> Extrait choisi:
+ + + +
Le Ritz, se dit « assez satisfait, avec une activité qui dépasse les espérances ». Au Meurice comme au Plaza, on tourne avec l’offre de restauration. Alors que le Crillon, oscille entre 10 et 20 % de taux d’occupation, selon les jours. Soit 12 à 25 chambres occupées sur les 121 qui se cachent derrière sa façade de la place de la Concorde.

Chacun fait alors le dos rond. Christophe Laure, président de la branche prestige de l’Union des métiers de l’industrie et de l’Hôtellerie (Umih) reconnaît que « toute la profession est inquiète ». Tout en louant les aides de l’Etat maintenues jusqu’à la fin de l’année. Avec l’espoir qu’elles soient reconduites au-delà.

Une fin d’année difficile. Un premier trimestre encore jugé compliqué. Chacun veut tenir jusqu’au second trimestre 2021… Avec un supposé vaccin et le Salon de l’aviation au Bourget.

« Tous ces hôtels ont la capacité de tenir. Ils sont détenus par des fonds souverains ou des familles fortunées »

« Il y aura peut-être de nouvelles fermetures dans les prochains mois. Mais tous ces hôtels ont la capacité de tenir. Ils sont détenus par des fonds souverains ou des familles fortunées qui ont fait des investissements patrimoniaux à cinquante ou cent ans. Ils ont profité des cycles hauts. Ils acceptent les cycles bas », souligne encore Stéphane Botz.

Lors de la crise des subprimes de 2008-2009, la situation avait été difficile pendant neuf mois. Même chose lors des attentats de 2015 à Paris. Cette fois-ci, cela risque de s’étaler sur douze à dix-huit mois. « C’est totalement inédit », souligne encore l’observateur de la profession.

« Les Parisiens ne doivent pas hésiter à entrer dans nos établissements »
+ + + +
> Consigne:
Recopiez, s'il vous plaît, le passage de l'extrait sur les palaces parisiens allant de « Le Ritz, se » jusqu'à « de la Concorde. ». Le matériel qui suit est indépendant de l'extrait.

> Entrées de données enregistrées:
+ + + +
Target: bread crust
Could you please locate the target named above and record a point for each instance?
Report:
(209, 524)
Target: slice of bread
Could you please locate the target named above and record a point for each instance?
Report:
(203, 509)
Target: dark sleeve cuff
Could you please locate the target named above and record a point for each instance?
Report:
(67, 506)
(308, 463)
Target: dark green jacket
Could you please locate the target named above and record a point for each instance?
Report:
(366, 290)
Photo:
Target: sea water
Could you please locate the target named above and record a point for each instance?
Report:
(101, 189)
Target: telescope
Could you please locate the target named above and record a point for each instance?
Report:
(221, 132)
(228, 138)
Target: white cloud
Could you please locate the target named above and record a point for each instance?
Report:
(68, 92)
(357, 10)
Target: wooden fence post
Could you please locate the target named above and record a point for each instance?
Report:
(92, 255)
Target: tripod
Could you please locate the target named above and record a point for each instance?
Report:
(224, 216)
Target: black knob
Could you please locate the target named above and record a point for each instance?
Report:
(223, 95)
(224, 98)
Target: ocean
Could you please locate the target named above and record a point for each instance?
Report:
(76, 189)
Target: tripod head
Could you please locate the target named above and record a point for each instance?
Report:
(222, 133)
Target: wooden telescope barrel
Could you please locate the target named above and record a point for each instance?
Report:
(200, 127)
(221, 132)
+ + + +
> Corrigé:
Le Ritz, se dit « assez satisfait, avec une activité qui dépasse les espérances ». Au Meurice comme au Plaza, on tourne avec l’offre de restauration. Alors que le Crillon, oscille entre 10 et 20 % de taux d’occupation, selon les jours. Soit 12 à 25 chambres occupées sur les 121 qui se cachent derrière sa façade de la place de la Concorde.